**What is expected:**
Rewrite the records from the start through the line that contains "M 877 581 L 878 28 L 6 3 L 4 578 Z", replacing "Outline" with "Trace" and changing nothing else.

— start of Stored rows —

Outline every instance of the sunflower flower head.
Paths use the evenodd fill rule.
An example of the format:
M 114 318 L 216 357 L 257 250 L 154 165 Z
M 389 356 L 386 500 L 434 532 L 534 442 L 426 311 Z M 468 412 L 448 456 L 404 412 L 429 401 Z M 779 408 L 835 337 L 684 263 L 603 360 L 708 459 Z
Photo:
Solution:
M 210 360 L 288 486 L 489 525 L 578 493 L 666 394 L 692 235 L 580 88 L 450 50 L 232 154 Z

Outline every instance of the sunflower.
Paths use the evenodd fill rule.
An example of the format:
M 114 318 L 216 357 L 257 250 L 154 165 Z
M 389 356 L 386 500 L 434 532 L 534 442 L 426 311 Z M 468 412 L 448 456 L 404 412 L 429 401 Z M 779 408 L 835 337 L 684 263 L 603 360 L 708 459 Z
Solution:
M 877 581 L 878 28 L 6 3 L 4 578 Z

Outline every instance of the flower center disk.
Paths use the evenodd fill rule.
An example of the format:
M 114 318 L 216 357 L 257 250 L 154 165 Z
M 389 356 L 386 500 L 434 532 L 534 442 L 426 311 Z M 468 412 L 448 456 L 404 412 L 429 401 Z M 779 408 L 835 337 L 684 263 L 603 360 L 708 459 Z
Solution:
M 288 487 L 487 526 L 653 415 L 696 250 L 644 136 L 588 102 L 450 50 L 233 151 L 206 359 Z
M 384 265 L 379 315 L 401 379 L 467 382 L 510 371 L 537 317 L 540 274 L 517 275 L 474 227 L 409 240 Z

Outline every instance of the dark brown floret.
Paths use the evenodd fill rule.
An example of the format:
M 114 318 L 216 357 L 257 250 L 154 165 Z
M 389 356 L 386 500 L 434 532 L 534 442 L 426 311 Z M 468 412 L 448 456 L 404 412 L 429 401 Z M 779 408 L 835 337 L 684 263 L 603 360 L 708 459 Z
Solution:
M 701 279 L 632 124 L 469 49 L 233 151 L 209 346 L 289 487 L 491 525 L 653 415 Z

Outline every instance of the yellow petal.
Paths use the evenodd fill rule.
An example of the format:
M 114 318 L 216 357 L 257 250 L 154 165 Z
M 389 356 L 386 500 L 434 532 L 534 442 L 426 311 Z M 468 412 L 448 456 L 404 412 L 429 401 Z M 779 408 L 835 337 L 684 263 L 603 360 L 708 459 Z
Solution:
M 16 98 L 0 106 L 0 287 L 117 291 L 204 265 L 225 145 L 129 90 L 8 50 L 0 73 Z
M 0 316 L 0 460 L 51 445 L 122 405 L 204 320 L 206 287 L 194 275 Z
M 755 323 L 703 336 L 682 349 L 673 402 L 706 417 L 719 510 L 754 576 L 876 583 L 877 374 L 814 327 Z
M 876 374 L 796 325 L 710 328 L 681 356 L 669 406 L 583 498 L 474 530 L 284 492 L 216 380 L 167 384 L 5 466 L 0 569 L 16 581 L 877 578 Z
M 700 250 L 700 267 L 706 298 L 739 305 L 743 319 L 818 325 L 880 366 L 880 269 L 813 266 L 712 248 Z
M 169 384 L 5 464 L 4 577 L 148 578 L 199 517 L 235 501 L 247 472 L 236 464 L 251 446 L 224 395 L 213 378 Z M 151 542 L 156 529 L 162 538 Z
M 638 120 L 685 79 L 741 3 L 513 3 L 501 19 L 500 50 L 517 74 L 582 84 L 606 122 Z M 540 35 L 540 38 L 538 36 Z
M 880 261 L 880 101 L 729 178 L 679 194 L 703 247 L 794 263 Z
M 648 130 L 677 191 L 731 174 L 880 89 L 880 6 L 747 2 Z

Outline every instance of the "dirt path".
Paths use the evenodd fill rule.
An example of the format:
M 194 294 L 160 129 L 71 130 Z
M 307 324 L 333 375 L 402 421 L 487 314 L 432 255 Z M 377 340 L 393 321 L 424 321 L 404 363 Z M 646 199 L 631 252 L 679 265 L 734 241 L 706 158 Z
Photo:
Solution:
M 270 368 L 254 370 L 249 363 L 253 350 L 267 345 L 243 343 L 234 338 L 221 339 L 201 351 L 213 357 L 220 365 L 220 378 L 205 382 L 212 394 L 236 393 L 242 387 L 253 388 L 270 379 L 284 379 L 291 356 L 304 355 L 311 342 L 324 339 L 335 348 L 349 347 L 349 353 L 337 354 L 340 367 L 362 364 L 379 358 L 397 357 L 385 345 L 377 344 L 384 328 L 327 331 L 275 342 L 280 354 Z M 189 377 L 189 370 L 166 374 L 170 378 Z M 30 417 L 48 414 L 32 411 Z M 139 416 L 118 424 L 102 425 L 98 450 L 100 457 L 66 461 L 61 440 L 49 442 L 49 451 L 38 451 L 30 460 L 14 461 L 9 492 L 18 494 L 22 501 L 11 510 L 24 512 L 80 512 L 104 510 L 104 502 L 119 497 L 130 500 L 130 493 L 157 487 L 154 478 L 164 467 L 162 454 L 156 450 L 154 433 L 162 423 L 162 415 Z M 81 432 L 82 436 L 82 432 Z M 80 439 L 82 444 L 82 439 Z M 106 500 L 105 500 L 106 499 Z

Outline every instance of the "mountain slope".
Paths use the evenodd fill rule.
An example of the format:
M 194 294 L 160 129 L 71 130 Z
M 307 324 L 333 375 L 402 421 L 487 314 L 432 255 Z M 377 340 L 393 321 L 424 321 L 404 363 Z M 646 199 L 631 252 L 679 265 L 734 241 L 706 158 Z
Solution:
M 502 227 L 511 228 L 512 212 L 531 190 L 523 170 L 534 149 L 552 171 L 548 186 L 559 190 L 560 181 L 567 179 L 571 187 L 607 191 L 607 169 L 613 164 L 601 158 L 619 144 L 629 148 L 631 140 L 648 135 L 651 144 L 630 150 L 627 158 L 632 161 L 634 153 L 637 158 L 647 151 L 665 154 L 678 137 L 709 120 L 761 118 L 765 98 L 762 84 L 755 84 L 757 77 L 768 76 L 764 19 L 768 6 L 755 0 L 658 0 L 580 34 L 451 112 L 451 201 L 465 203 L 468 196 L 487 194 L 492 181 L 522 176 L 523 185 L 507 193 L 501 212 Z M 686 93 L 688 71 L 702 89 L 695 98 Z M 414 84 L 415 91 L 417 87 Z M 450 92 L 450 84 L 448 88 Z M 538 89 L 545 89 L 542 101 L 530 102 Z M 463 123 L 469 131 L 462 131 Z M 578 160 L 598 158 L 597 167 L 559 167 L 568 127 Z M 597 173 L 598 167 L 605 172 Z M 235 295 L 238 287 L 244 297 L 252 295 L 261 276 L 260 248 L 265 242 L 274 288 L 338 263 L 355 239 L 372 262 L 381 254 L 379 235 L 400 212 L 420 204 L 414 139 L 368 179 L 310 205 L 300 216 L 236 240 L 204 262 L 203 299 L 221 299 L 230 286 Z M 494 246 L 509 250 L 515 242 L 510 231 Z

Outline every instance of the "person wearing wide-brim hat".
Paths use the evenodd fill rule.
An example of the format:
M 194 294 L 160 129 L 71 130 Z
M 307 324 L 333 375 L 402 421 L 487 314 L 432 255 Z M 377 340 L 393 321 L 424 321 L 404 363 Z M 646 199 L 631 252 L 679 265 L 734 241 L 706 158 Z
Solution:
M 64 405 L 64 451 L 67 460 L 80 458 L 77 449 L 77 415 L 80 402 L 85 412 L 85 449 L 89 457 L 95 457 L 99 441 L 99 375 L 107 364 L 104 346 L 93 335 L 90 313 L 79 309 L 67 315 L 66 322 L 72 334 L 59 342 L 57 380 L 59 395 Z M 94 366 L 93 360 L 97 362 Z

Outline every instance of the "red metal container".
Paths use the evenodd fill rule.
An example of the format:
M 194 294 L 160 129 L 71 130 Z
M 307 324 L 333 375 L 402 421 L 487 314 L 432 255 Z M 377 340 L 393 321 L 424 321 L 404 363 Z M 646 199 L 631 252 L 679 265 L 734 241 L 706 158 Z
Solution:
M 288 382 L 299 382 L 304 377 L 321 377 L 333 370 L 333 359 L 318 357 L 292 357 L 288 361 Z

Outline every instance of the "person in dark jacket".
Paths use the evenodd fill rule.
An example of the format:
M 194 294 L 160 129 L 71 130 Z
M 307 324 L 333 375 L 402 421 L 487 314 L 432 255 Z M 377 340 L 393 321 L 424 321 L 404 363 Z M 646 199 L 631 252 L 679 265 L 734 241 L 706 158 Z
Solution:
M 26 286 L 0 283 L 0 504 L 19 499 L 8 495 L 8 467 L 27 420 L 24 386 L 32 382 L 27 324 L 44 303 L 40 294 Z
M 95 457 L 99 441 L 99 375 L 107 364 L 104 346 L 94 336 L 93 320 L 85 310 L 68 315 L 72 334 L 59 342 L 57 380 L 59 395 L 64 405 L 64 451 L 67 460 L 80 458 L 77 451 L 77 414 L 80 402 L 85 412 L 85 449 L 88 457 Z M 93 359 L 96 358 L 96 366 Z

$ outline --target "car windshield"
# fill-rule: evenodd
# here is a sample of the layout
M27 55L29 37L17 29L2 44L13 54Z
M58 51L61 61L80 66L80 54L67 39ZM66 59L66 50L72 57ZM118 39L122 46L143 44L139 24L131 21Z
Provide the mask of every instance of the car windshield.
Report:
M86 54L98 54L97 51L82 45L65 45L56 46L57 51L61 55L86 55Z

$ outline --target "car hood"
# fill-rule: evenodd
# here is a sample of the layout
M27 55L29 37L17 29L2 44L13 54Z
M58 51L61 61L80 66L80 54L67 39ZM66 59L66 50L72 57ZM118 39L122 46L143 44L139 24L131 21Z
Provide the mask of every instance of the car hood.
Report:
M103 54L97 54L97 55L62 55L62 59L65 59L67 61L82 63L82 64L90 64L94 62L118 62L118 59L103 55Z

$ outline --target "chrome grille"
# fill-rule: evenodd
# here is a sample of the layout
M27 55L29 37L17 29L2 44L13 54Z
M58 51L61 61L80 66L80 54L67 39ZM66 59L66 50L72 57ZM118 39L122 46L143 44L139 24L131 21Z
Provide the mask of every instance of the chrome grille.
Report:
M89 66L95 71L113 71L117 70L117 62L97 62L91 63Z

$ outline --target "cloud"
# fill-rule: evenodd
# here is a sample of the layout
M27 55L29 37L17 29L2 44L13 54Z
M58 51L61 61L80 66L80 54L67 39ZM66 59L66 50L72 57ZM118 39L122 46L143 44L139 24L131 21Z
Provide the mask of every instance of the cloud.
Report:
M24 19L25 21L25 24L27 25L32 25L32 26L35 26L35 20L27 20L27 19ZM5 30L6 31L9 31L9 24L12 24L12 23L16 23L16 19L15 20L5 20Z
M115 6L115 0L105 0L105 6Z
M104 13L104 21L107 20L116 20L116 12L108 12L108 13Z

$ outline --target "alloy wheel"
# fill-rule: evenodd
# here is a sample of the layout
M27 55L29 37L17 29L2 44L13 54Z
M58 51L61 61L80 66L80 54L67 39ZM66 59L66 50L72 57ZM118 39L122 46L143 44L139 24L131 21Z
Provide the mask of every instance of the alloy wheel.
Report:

— end of Stored rows —

**Exercise result:**
Trace every instance of the sunflower flower head.
Paths use the evenodd fill rule.
An example of the format:
M 114 318 L 216 357 L 257 250 L 154 165 Z
M 389 356 L 386 500 L 434 532 L 534 442 L 426 311 Z M 468 412 L 448 456 L 404 412 L 429 401 Z M 779 408 L 835 337 L 684 263 L 603 360 L 708 459 Z
Photo:
Solution:
M 210 360 L 288 486 L 489 525 L 578 493 L 666 394 L 692 235 L 580 88 L 450 50 L 232 154 Z

Trace every instance of the sunflower.
Paths use the evenodd fill rule.
An example of the format:
M 114 318 L 216 357 L 257 250 L 154 165 Z
M 389 356 L 386 500 L 434 532 L 534 442 L 426 311 Z M 468 412 L 448 456 L 404 412 L 429 401 Z M 779 408 L 835 337 L 684 263 L 603 360 L 708 459 Z
Solution:
M 877 581 L 878 28 L 6 3 L 4 578 Z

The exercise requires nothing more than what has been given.